▸ TASK PROMPT:
Write out every row below word for word, leaving out the pictures.

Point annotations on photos
>> begin

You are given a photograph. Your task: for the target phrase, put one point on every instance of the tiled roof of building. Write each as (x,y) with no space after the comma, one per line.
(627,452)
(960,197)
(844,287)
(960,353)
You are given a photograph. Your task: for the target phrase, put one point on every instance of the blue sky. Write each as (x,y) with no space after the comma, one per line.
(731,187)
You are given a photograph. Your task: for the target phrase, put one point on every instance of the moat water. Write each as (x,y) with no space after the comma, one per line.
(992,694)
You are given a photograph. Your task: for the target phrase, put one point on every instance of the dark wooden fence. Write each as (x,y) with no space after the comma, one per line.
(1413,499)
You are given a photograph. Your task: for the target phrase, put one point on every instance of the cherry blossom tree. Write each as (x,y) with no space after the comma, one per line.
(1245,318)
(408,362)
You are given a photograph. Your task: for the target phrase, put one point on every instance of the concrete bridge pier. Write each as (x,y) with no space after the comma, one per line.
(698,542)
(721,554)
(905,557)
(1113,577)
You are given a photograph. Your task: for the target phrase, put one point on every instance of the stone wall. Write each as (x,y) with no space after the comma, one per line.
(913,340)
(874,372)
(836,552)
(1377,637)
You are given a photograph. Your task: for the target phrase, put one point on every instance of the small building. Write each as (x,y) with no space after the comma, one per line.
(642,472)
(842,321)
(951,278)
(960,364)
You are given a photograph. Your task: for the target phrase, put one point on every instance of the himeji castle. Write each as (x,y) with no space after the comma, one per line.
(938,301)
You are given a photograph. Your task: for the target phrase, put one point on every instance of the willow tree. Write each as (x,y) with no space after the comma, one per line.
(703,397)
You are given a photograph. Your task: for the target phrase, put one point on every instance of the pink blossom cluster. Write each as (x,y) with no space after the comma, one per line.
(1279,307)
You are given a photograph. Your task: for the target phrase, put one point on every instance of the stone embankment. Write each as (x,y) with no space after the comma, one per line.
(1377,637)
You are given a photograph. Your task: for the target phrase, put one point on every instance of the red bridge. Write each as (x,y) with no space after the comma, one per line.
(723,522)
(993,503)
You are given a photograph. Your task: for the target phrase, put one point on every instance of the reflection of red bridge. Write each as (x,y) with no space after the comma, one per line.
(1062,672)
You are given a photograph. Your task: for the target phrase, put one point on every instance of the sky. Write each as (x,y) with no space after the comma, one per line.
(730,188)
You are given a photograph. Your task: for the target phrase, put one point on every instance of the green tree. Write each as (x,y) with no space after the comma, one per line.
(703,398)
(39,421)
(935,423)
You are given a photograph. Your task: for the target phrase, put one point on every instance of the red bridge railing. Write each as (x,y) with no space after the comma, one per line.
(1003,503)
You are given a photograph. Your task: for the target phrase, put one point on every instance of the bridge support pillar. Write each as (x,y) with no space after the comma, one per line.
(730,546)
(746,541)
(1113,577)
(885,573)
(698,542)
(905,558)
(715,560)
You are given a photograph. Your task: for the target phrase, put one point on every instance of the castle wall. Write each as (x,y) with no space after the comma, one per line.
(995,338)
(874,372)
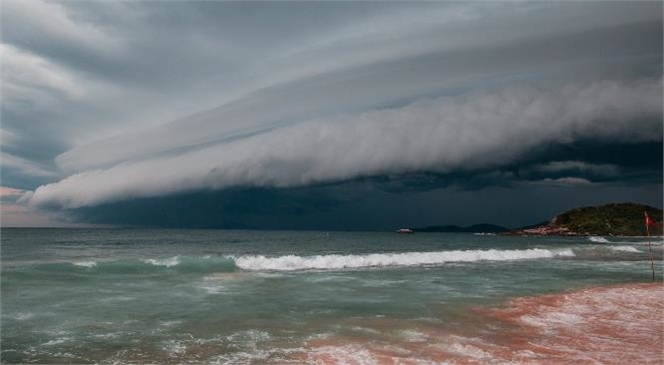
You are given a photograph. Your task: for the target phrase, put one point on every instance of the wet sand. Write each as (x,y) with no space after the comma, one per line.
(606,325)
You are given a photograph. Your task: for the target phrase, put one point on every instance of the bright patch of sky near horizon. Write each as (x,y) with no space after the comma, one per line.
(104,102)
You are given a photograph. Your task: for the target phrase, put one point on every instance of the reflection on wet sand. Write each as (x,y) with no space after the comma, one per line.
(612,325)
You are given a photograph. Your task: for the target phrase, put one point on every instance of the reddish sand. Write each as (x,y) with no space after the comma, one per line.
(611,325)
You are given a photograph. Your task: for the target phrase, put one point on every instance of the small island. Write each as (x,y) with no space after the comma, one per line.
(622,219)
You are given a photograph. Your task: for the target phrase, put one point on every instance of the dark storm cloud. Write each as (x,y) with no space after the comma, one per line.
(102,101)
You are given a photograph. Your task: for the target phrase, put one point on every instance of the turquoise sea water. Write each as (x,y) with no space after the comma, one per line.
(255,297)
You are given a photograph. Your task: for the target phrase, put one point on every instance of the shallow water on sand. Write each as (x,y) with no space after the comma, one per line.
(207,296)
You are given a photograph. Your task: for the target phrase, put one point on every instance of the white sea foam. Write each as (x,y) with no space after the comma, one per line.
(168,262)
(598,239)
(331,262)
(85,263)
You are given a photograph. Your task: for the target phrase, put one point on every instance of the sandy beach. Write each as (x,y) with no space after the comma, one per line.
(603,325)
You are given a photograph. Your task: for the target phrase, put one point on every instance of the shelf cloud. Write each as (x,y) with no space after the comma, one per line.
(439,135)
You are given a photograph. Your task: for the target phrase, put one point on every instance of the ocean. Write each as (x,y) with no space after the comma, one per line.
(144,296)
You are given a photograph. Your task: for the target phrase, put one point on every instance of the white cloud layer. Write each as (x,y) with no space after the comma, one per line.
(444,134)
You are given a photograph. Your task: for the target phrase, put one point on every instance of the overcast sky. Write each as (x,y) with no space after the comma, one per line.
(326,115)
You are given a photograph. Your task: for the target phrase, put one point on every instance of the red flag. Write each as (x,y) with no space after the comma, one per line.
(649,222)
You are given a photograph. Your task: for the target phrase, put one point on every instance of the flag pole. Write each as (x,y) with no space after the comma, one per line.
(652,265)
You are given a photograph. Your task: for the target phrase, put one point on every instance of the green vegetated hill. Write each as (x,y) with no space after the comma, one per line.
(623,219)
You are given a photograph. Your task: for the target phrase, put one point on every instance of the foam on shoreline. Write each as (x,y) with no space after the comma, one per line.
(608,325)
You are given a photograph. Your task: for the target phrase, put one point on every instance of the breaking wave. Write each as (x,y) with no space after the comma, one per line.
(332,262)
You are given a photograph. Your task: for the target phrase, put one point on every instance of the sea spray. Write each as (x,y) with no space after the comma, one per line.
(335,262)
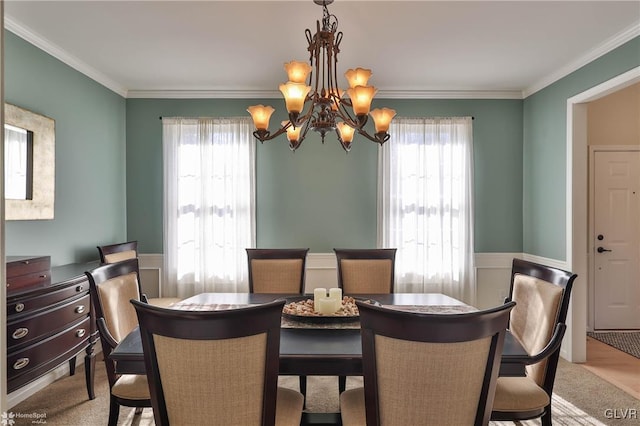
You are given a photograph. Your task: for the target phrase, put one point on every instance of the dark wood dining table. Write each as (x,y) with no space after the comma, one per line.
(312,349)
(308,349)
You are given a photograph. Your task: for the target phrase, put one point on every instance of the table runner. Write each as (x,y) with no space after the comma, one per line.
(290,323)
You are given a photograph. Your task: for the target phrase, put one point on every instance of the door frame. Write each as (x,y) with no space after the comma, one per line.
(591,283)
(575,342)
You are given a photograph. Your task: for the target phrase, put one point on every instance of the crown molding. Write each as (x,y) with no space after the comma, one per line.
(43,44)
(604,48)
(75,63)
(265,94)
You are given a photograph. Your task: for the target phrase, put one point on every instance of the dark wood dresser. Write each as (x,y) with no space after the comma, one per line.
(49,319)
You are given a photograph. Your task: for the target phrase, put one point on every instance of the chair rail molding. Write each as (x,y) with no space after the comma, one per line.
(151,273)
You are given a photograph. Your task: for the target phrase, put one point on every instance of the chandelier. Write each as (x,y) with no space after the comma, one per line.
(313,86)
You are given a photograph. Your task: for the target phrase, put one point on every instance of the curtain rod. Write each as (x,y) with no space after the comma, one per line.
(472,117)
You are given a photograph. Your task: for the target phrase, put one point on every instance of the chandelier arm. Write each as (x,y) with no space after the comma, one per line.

>> end

▸ TASK SOLUTION:
You are given a photograph. Your task: for the target phrase, put one point on every instance of the tiled roof of building. Write each as (x,y) with no space after the comma, one per line.
(627,452)
(960,197)
(844,287)
(960,353)
You are given a photograph. Your task: for the target phrase, put one point on every instance of the blue sky. Write each as (x,y) with no space after the comma, one per line.
(731,187)
You are given a photograph. Your task: for the target phrase, put one point on every instance of the moat water. Write each as (x,y) with no space after the comma, one per line.
(992,694)
You are given a photograph. Your task: for the target phrase, put one point on every instance of the dark wooden fence. Write each as (x,y) with no space after the comma, one per line.
(1413,499)
You are given a photograph. Your task: for the target phrase, put one point on every instance of the cherry blossom tree. Write each as (x,y) with no space after the comma, one per line.
(1245,318)
(408,362)
You are given a photograph. Your task: for the target phrase, put one point on every instance of the concrete bridge pier. Write each as (x,y) with no space after the comma, one per line.
(698,542)
(721,554)
(905,557)
(1113,577)
You are given a photograph. Your task: for the target phrase, put one point on every instance of the stone wall. Write each as (x,y) with no space after the comma, one per line.
(913,340)
(874,372)
(836,552)
(1377,637)
You are given a photograph. Your task: for the target phrase, put one point on every instance of the small building. Write each as (x,y) with no space after the comma, one per line.
(642,472)
(842,321)
(951,278)
(960,364)
You are given a photograph. Your task: for the target phrase, put one point on every instance of the himeji castle. Write each as (x,y) with no space after the comma, one per line.
(938,301)
You are given a photograph. Your task: for the target phrase, put one point on every instance of the willow tree. Write each as (x,y) with no space after the comma, one per line.
(703,397)
You are given a photograph. Your task: for the target phrase, put one point on every instance of the pink blossom cluster. Write each as (x,y) with no space after the comma, one per line.
(1279,307)
You are given a photograph. Your task: for the target phrase, put one point on every instance of the stone embankment. Write each as (x,y) with no space after the comma, one per line.
(1377,637)
You are given a photograph. Your task: for the target phrase, put one point on every instance of the red bridge. Write each as (x,y) with no space after the comma, one per line.
(723,522)
(993,503)
You are given a photograph. Your task: for the target phrase, put one point on every instance of the reflection of red bridge. Write each as (x,y) with no space after the comma, one per line.
(1062,672)
You are given a photograph. Your task: for the target phrase, put one point on every instance of the sky. Write each as (x,y) with no space after the comma, one per line.
(730,188)
You are given a photograph. Your task: for the target phrase, put one point on every instance of the green tree. Write each as (x,y) with no space after the comma, one per line.
(703,398)
(39,421)
(935,423)
You are given a photograph. Your task: for the target phrase, put one point on every instance of the red bridge railing. Write each as (x,y) with no space after the comma, one per line.
(1003,503)
You are given a photograph. Your task: for the target phrase, put one point on every instance of the bridge support pillar. Write each as (x,y) with no space after the comma, one per line.
(730,546)
(746,541)
(1113,577)
(885,573)
(698,542)
(905,558)
(715,560)
You are given a photograph. Your task: for the target phrase, put one point on every instance of the castle wall. Write each as (x,y) with no space after the comma, one per line.
(995,338)
(874,372)
You are given a photograph. Your task: for the target phrase, put one point on every instance of the wet sand. Write each as (x,y) with no space after the comma, one per line.
(606,325)
You are given a photograph. Your task: for the target phrase, put one point on every instance of the bright patch of sky near horizon. Write each as (x,y) with no space after the comma, one per line.
(104,102)
You are given a photograph. Your task: for the target phrase, put one point on every instance of the reflection on wet sand. Write each as (x,y) with no space after the comma, one per line.
(612,325)
You are given a photograph. Your task: for the target phrase, put one point on every instance of the reddish sand. Write each as (x,y) with no space after the comma, one per line.
(611,325)
You are given a photograph. Your task: for the target phrase, put one point on every instance of the small island. Write each as (x,y) with no space after the comma, one per line.
(622,219)
You are given a photograph. Your task: for the target phrase, put one point on every instance of the dark storm cloud. Write each as (x,y) with no space after the comma, one per line.
(102,101)
You are given a photograph. Your task: for the target phrase, put one point on every instance of the turquoise sea water. Write each as (x,y) with no space after the comma, one per line.
(255,297)
You are given a photograph. Your task: for the target phrase, put one point on every instance of the shallow water on sand. Write each as (x,y) with no space after the comma, one per line.
(207,296)
You are given a photograph. Your task: for the target phrase, put one point on every instance of the white sea foam. Write each as (x,y) with no space after the comma, one per line.
(168,262)
(598,239)
(331,262)
(85,263)
You are given a photograph. Your task: for the target phrase, put one point on every instance of the sandy beach. Write each as (x,y) with no space after the comma, one per line.
(603,325)
You are given a photograph. Your task: for the target phrase, put one point on every instance of the shelf cloud. Write each as (x,y) with no space after the comma, one per line.
(439,135)
You are given a photograph. Your task: for the target phrase, put one point on every instance of the ocean. Write each as (x,y) with no space after the comma, one per line.
(144,296)
You are given a photograph. Your task: for the target phrase, put one point on every instance of the white cloud layer. Write each as (x,y) with no space after the comma, one per line.
(444,134)
You are given a photograph. Your task: for the target phrase, put one point on every instance of the overcast sky. Write each as (x,y) with no space after the comma, one per line.
(326,115)
You are given a photograph. Your task: for the target phrase, put one point on every instance of the red flag. Write each as (x,y) with no space after the comma, one per line.
(649,222)
You are given a photograph. Your task: for the target phrase, put one point on every instance of the flag pole. Write each as (x,y) with no space after the comma, one per line.
(652,265)
You are given a photograph. Your task: for the target phrase, put one point on every instance of the green vegetated hill. Write each as (x,y) with no space after the comma, one per line.
(623,219)
You are given a photograph. Your task: for the target phrase, put one point on every instance of the foam on shoreline. Write each as (x,y) with no space after the comma, one per line.
(608,325)
You are given a photograph. Your task: for the target phrase, put one point on every instance of the breaking wave. Write each as (x,y) with no space after the comma, one per line.
(332,262)
You are given a photograph. Your task: for the target phrase, put one point on every instance of the sea spray. Write each as (x,y) with no space after the comma, one per line.
(335,262)
You are given a photograph. Your task: for the target phrase, put one point on every instance of the dark wood dining table. Write each as (x,y) with no space after the comma, one per line.
(312,349)
(308,349)
You are given a photograph. Your task: for the target phrase, put one point on every instance of the table runner. Write each as (x,y) with no space after the comma, one per line.
(290,323)
You are given a photograph. Your task: for the target phrase, put one point on every instance of the door frame. Write each as (x,y) with no space after the comma, one per line.
(591,283)
(575,342)
You are given a photograph. Your task: for the target phrase, put one point on every instance of the crown molding. Write each as (x,y) with no space after the comma, one per line.
(43,44)
(604,48)
(75,63)
(265,94)
You are given a photograph. Your task: for the target phrase, put one point on every instance of the dark wood dresser. Write each as (x,y) with no space after the comma, one per line.
(49,319)
You are given a photograph. Your task: for the target phrase, put one point on every instance of the chair rail molding. Write each as (x,y) with no space after the comma, one per line.
(151,273)
You are given a photograph. Your task: for the target phrase, put one point on every instance of the chandelier. Write each as (x,y) with no space after the comma, one per line.
(313,86)
You are given a photograph. Your task: for the target phrase, put one point on every instance of the curtain rod. Write each as (x,y) with no space after the comma, one per line.
(472,117)
You are given a photograph. Your task: for the target phrase, put one point on every instance of the chandelier arm. Write each as (x,y) with no space after the comma, one per line.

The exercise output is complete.